Exercício proposto A » Traduza para o inglês a seguinte frase do texto extraído: "Como se disse, o arguido foi já sentenciado nos presentes autos, tendo, no dia 23/04/2014, sido proferida decisão/sentença que o absolveu do crime pelo qual vinha acusado, tudo conforme ata do dia 23/04/2014."
Exercício proposto B » Por favor, apresente como lista numerada, sem as linhas em branco, o trecho dos registros que vai da linha que contém "Where can you see the white collar" até o fim dos registros, ambas as pontas incluídas.

Texto extraído »
"""

Da verificação da prolação da sentença final:
2. O recorrente, arguido nos presentes autos, foi já julgado e absolvido do crime de que foi acusado pelo Tribunal a quo; não obstante, foi proferido despacho a declarar “nulo o processado respeitante às sessões de audiência de discussão e julgamento nestes autos realizadas, impondo-se, pois, a sua repetição ab initio”, com o que o arguido não se conforma, por diversas razões, como veremos.
3. Como se disse, o arguido foi já sentenciado nos presentes autos, tendo, no dia 23/04/2014, sido proferida decisão/sentença que o absolveu do crime pelo qual vinha acusado, tudo conforme ata do dia 23/04/2014.
4. Assim, a decisão foi proferida e o recorrente dela teve conhecimento, juntamente com os demais presentes, pelo que não podemos aceitar que venha agora o mesmo Tribunal, no despacho recorrido, afirmar que “nem tampouco proferida qualquer decisão, não obstante constar dos autos uma alegada leitura de decisão proferida no próprio dia 23/04/2014”.
5. Fundamenta o Tribunal a quo o despacho recorrido no facto de não existir decisão… Ora, decisão houve e o recorrente ouviu-a!

"""

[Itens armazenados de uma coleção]
"""

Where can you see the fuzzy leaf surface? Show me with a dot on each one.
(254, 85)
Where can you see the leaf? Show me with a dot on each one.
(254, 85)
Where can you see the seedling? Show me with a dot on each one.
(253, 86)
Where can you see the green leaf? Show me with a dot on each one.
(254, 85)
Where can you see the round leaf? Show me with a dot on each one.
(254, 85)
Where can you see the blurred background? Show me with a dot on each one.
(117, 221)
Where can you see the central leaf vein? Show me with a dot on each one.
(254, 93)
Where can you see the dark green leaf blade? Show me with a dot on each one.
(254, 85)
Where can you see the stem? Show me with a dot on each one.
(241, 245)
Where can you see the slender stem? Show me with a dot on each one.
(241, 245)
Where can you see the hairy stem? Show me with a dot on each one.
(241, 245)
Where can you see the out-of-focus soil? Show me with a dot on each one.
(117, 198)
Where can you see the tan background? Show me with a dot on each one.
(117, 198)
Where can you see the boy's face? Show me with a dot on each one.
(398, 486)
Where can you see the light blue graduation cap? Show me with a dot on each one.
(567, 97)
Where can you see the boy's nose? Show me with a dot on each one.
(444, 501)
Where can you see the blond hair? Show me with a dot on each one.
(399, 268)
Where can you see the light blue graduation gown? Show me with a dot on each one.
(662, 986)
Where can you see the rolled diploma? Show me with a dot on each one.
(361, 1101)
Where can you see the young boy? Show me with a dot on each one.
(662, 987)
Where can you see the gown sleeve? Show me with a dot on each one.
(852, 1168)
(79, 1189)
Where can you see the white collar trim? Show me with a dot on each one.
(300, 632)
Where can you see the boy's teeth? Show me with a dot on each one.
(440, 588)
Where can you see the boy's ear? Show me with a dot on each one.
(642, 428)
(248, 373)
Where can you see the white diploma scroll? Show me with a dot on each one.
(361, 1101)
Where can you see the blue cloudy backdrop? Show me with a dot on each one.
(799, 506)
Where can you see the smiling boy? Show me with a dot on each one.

"""

Resposta correta A » As stated, the defendant has already been sentenced in these proceedings, a decision/judgment having been delivered on 23/04/2014 acquitting him of the crime with which he had been charged, all as recorded in the minutes of 23/04/2014.

Resposta correta B »
1. Where can you see the white collar trim? Show me with a dot on each one.
2. (300, 632)
3. Where can you see the boy's teeth? Show me with a dot on each one.
4. (440, 588)
5. Where can you see the boy's ear? Show me with a dot on each one.
6. (642, 428)
7. (248, 373)
8. Where can you see the white diploma scroll? Show me with a dot on each one.
9. (361, 1101)
10. Where can you see the blue cloudy backdrop? Show me with a dot on each one.
11. (799, 506)
12. Where can you see the smiling boy? Show me with a dot on each one.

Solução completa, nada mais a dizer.